The problem — Among these records, which lines include "white"? Copy them out.

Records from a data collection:
***
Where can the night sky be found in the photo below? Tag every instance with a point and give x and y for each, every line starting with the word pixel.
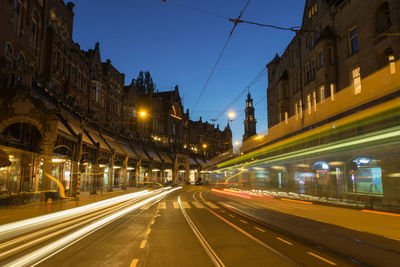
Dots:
pixel 180 46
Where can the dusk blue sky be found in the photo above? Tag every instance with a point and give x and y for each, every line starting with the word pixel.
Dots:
pixel 180 46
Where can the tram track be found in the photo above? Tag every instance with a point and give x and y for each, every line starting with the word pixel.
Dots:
pixel 39 243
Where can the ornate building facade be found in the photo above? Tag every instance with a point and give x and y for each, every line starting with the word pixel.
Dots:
pixel 68 120
pixel 340 43
pixel 250 120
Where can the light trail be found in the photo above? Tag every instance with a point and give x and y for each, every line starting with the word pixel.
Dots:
pixel 49 250
pixel 24 226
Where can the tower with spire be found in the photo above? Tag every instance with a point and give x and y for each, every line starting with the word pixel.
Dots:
pixel 250 121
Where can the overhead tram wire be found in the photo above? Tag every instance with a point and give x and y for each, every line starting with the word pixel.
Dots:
pixel 251 84
pixel 219 57
pixel 195 9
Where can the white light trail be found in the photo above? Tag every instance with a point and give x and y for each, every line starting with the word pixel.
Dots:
pixel 23 226
pixel 49 250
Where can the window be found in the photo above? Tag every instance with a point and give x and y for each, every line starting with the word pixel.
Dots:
pixel 309 103
pixel 383 20
pixel 322 93
pixel 33 33
pixel 9 51
pixel 356 80
pixel 314 69
pixel 331 55
pixel 332 86
pixel 387 58
pixel 17 16
pixel 312 41
pixel 320 59
pixel 98 93
pixel 301 108
pixel 308 74
pixel 392 64
pixel 353 37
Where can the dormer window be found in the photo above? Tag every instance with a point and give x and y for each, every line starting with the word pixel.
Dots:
pixel 312 11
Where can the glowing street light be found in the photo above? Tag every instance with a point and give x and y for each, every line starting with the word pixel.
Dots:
pixel 231 115
pixel 143 114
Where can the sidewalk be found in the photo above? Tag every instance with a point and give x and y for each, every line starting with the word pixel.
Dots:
pixel 19 212
pixel 384 224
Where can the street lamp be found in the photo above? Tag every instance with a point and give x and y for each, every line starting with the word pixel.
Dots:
pixel 143 114
pixel 231 115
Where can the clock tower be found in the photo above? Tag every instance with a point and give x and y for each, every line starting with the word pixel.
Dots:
pixel 250 121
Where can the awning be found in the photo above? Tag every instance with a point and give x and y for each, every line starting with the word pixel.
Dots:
pixel 62 128
pixel 4 159
pixel 114 145
pixel 97 139
pixel 200 161
pixel 128 150
pixel 141 153
pixel 193 162
pixel 154 155
pixel 77 130
pixel 165 157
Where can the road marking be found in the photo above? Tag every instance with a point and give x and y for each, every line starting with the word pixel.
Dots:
pixel 284 241
pixel 201 196
pixel 297 201
pixel 211 205
pixel 162 205
pixel 259 229
pixel 381 212
pixel 321 258
pixel 198 205
pixel 185 205
pixel 143 243
pixel 134 262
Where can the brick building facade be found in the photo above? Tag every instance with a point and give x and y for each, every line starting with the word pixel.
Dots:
pixel 67 118
pixel 340 43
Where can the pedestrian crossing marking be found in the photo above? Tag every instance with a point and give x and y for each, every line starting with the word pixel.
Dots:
pixel 198 205
pixel 211 205
pixel 185 205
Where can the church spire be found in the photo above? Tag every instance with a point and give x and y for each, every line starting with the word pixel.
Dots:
pixel 250 121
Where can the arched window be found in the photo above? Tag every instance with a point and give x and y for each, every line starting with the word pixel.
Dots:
pixel 383 20
pixel 387 58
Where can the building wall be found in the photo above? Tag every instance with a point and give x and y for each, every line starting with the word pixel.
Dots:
pixel 318 60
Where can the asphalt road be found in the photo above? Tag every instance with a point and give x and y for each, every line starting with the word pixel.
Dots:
pixel 190 227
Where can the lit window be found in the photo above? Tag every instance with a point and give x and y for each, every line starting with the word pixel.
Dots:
pixel 356 80
pixel 315 100
pixel 353 37
pixel 330 55
pixel 392 64
pixel 17 16
pixel 320 59
pixel 301 108
pixel 332 91
pixel 322 93
pixel 308 73
pixel 309 103
pixel 314 69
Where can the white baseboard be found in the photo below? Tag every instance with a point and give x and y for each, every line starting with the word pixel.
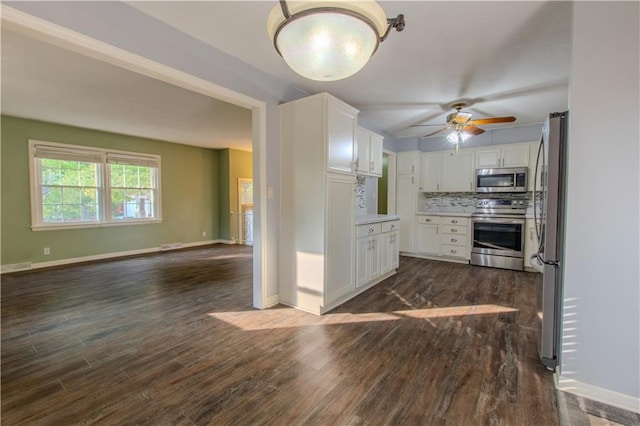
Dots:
pixel 595 393
pixel 25 266
pixel 273 300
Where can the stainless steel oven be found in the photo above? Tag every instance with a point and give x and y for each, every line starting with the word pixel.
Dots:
pixel 498 233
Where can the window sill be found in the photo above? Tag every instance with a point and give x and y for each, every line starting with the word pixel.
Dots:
pixel 67 226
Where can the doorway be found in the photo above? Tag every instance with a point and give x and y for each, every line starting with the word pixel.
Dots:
pixel 245 211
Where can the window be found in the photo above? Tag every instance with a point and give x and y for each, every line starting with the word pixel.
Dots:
pixel 77 186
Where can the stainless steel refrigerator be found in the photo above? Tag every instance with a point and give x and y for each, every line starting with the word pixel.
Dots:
pixel 549 208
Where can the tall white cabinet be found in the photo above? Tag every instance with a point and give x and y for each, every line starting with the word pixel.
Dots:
pixel 406 197
pixel 317 180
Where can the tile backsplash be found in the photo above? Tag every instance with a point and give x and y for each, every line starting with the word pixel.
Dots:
pixel 463 202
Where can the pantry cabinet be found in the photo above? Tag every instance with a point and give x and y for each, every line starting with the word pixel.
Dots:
pixel 317 202
pixel 368 153
pixel 367 253
pixel 406 197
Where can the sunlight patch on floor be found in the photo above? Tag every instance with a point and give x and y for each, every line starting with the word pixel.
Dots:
pixel 290 317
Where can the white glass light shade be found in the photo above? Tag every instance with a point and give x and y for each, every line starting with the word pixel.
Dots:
pixel 327 40
pixel 327 46
pixel 457 137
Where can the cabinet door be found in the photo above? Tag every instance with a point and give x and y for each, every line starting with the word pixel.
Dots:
pixel 457 172
pixel 394 250
pixel 430 172
pixel 386 252
pixel 375 154
pixel 406 208
pixel 340 237
pixel 487 158
pixel 374 260
pixel 515 156
pixel 428 241
pixel 341 128
pixel 362 261
pixel 406 163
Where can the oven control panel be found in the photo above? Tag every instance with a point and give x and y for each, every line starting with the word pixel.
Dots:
pixel 501 205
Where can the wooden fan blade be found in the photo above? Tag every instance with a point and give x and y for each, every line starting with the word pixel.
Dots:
pixel 436 132
pixel 492 120
pixel 473 130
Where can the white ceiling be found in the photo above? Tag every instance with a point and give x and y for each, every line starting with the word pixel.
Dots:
pixel 504 58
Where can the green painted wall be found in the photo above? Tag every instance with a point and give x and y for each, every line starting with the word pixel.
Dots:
pixel 189 185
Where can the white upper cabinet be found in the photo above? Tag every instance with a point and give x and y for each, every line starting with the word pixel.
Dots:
pixel 430 171
pixel 510 155
pixel 457 172
pixel 341 133
pixel 368 153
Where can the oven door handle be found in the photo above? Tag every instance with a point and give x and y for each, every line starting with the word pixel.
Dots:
pixel 498 220
pixel 493 246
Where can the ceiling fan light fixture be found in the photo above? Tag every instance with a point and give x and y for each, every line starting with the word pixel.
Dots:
pixel 457 137
pixel 329 40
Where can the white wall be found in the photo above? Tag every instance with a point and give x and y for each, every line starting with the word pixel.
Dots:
pixel 601 349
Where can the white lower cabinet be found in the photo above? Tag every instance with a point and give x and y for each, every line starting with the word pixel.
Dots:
pixel 428 235
pixel 389 250
pixel 376 251
pixel 444 237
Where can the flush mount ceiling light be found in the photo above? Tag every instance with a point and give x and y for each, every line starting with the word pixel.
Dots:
pixel 329 40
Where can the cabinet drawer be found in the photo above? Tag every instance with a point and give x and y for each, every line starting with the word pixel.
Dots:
pixel 366 230
pixel 453 251
pixel 458 221
pixel 432 220
pixel 454 240
pixel 392 225
pixel 453 229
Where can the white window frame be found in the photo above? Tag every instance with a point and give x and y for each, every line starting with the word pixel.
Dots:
pixel 104 190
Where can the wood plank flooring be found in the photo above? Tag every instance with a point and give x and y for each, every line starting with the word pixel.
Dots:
pixel 172 339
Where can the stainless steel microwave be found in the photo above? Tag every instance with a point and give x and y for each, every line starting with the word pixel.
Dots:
pixel 511 179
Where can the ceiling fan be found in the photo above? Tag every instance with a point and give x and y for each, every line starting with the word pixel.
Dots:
pixel 460 125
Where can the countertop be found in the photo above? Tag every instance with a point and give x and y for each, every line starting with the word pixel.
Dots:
pixel 373 218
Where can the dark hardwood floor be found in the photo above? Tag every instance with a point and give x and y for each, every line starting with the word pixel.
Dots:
pixel 171 338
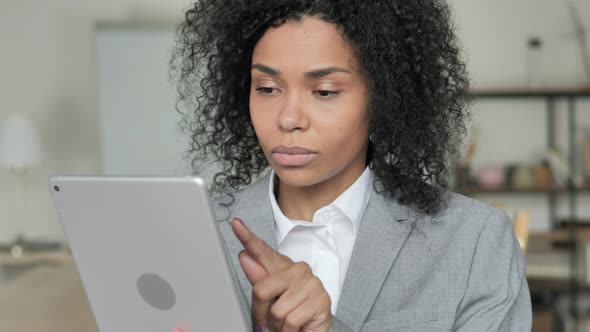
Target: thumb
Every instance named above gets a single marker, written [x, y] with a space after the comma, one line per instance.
[254, 271]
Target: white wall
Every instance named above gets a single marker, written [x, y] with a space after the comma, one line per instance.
[47, 68]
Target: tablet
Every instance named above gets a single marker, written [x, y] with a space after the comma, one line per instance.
***
Answer to this exercise —
Where can the white light trail be found in the photo above? Tag every instance with a point and give x and y for each, every line starting with the word pixel.
Where can the white baseboard be found in the photo below? Tag every instance with a point and give x and y for each, every line starting with the word pixel.
Where can the tall white cabinet be found in the photo above? Tag every instance with a point and give x and y for each, every line starting with the word pixel.
Where can the white glass light shade be found in the photo above? Tag every instance with a point and give x and y for each, every line starting with the word pixel.
Where can the white ceiling be found in the photo above? Tag every instance with a point and give x and y for each, every line starting with the word pixel.
Where can the white upper cabinet be found in the photo above? Tag every instance with a point and give x and y for each, every line starting with the word pixel.
Where can the white wall be found in the photo above? Tag every instance with a point and give x and y for each, every line starting with the word pixel.
Where can the white lower cabinet be found in the photo above? Tag every instance with a point and give x and y for each, every line starting with the word pixel.
Where can the white window frame be found in the photo above? Tag every instance with a point and give x and y for each, every line starting with the word pixel.
Target: white wall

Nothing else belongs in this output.